■ Stored data
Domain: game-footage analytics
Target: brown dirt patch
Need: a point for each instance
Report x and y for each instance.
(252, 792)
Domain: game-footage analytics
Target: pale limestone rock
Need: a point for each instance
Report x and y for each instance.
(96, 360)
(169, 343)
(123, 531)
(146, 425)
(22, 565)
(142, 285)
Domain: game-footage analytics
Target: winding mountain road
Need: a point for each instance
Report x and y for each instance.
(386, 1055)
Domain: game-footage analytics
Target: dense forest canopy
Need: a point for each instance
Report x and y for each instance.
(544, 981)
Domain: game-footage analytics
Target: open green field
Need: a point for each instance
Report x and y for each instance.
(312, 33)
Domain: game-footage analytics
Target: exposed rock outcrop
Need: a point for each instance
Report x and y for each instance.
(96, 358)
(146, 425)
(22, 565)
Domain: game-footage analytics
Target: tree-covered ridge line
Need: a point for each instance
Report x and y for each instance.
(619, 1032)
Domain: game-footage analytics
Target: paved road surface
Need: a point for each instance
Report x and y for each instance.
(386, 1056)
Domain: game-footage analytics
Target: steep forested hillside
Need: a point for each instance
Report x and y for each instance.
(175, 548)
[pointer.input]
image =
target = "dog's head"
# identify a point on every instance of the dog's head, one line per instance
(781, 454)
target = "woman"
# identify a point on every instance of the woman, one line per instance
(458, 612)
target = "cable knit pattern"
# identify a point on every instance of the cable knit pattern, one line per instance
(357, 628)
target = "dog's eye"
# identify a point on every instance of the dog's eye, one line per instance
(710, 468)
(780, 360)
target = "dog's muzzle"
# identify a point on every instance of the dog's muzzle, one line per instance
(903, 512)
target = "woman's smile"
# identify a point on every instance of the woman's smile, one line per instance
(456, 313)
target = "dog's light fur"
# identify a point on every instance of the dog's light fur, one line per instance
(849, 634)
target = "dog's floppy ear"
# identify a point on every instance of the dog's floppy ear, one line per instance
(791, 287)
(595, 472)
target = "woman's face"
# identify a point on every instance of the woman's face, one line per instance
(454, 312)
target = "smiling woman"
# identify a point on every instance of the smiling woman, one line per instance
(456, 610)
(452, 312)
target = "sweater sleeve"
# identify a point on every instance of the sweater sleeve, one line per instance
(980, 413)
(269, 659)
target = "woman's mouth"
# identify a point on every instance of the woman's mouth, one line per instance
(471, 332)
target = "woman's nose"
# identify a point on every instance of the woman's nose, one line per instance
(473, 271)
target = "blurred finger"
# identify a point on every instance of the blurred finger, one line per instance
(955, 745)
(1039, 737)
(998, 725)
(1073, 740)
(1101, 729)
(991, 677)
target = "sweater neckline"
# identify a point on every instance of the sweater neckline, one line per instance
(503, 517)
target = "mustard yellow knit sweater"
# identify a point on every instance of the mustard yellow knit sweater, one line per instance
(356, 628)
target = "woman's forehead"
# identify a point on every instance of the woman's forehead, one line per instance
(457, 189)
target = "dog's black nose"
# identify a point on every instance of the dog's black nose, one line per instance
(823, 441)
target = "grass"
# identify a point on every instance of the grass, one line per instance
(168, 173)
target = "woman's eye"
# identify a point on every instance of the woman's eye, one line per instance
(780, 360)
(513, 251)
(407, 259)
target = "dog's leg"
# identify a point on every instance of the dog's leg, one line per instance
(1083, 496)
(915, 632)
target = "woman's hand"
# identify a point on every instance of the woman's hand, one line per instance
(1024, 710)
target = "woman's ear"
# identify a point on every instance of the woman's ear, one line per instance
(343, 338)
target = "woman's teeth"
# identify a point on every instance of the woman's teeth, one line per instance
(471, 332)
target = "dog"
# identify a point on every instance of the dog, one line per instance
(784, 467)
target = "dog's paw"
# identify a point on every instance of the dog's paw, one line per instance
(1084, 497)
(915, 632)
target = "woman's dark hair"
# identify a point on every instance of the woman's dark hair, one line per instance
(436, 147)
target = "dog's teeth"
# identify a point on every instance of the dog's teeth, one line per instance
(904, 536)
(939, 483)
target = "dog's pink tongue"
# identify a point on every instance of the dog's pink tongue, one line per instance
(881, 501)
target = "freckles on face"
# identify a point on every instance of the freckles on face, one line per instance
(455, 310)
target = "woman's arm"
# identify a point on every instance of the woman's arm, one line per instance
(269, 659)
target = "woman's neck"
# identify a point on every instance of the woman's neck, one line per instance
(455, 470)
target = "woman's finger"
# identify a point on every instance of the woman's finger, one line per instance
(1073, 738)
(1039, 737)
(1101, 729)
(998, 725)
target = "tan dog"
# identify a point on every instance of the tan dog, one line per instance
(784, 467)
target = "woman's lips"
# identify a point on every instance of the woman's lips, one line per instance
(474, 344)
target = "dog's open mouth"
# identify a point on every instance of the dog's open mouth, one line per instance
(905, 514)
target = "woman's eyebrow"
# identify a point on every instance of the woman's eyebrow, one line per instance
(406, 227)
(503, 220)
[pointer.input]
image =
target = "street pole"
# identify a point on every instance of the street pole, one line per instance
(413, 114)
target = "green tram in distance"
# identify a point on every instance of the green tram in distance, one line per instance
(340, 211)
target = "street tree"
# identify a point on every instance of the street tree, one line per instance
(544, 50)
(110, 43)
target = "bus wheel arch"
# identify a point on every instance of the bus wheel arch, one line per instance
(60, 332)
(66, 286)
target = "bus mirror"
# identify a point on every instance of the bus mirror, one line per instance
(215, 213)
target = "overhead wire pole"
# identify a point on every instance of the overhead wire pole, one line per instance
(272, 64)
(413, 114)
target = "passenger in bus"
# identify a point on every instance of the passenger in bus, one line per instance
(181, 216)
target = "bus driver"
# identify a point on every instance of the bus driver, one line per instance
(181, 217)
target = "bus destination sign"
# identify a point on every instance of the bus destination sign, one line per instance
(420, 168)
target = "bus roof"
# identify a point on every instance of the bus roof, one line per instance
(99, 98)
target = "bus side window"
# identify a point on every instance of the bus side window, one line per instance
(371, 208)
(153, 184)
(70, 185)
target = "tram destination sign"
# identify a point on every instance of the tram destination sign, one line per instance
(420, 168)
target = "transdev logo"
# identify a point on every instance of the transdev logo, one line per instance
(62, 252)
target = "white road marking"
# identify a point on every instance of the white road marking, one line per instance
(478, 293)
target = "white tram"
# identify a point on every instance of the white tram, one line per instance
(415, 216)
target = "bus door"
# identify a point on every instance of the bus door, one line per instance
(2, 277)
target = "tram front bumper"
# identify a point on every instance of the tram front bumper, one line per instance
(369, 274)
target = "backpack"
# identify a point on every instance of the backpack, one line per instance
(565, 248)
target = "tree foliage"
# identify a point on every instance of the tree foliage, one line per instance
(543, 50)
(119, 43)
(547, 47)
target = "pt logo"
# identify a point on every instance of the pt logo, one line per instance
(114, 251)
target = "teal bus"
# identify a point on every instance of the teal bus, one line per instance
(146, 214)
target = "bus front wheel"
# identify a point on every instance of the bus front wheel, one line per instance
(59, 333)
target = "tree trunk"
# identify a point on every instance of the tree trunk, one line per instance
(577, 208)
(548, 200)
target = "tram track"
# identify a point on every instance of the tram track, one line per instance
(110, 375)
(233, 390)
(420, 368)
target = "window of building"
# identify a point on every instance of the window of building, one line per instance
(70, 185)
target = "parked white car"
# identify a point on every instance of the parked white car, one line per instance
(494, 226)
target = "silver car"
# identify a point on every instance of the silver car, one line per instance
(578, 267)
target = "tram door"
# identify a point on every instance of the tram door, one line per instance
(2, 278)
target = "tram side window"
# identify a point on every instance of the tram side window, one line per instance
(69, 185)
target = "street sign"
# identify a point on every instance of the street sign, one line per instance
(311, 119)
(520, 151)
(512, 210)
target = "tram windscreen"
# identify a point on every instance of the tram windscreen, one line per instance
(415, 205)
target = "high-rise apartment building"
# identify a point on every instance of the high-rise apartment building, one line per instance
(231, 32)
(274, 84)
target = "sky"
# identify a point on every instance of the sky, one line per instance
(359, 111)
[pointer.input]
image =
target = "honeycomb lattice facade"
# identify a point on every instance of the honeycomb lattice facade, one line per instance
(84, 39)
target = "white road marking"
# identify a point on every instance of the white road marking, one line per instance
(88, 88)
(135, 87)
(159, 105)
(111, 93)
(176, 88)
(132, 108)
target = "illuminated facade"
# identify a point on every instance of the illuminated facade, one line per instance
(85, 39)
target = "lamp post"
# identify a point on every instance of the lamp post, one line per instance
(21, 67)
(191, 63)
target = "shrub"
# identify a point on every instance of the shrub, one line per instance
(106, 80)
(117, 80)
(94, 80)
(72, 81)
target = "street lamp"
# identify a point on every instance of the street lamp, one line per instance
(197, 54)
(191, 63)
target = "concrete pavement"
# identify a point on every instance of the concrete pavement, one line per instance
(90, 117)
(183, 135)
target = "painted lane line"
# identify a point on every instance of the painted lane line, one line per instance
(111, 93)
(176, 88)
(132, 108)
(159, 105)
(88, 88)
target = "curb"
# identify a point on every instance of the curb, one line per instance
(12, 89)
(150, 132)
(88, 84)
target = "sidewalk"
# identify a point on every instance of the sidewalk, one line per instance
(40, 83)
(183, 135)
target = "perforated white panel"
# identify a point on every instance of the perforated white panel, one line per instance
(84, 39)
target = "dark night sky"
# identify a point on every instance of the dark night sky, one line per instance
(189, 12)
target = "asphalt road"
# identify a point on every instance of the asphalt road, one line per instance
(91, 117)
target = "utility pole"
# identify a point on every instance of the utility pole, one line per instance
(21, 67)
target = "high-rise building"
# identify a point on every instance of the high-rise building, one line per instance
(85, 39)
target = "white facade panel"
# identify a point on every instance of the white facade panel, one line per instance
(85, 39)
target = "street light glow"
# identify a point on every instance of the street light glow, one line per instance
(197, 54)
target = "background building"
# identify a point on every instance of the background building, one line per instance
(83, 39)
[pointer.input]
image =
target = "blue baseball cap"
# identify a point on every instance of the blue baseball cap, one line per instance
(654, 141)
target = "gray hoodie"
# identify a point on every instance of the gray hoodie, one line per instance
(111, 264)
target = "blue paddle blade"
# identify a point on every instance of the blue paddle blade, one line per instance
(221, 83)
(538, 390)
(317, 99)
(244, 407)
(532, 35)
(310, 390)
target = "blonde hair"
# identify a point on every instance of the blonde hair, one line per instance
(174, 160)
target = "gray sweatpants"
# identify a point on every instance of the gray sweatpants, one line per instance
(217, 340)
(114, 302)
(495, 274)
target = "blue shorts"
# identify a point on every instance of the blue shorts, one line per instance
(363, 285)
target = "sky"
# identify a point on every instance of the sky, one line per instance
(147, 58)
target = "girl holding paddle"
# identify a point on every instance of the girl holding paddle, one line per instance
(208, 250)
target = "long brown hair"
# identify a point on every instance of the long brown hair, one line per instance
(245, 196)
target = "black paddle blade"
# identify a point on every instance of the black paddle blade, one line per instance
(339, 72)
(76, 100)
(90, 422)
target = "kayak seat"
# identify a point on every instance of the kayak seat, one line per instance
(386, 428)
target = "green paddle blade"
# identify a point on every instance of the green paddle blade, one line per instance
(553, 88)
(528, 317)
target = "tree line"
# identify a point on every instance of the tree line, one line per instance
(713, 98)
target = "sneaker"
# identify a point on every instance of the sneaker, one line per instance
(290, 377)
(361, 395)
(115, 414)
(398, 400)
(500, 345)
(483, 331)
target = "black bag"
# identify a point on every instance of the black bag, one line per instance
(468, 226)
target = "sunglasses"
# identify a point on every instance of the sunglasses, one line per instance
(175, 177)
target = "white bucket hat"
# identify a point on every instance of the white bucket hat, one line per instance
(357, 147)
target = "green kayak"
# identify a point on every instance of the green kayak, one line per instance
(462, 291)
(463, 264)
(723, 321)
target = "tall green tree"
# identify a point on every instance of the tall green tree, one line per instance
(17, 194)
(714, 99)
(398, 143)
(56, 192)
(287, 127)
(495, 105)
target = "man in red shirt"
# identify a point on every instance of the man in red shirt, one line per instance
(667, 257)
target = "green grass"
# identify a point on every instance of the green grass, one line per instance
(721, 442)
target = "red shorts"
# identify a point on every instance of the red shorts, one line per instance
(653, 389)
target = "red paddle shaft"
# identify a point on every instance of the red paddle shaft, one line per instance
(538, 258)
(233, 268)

■ Exercise aim
Render everything from the start of the records down to the line containing "(386, 1055)", inclusive, as a two-column CSV with the headers text and points. Give one row per record, with its text and its answer each in a single quoted field and line breaks replaced by spaces.

■ Answer to the exercise
text,points
"Domain: game-footage analytics Target: brown dirt patch Need: a point for each instance Report x and y for each instance.","(252, 792)"
"Domain: game-footage analytics Target: pale limestone rock Need: a point for each instance Report x and y for each instance.","(96, 360) (169, 343) (123, 531) (146, 425) (22, 565) (142, 285)"
"Domain: game-footage analytics Target: winding mountain road Need: a point for each instance Report x and y for each instance.","(386, 1055)"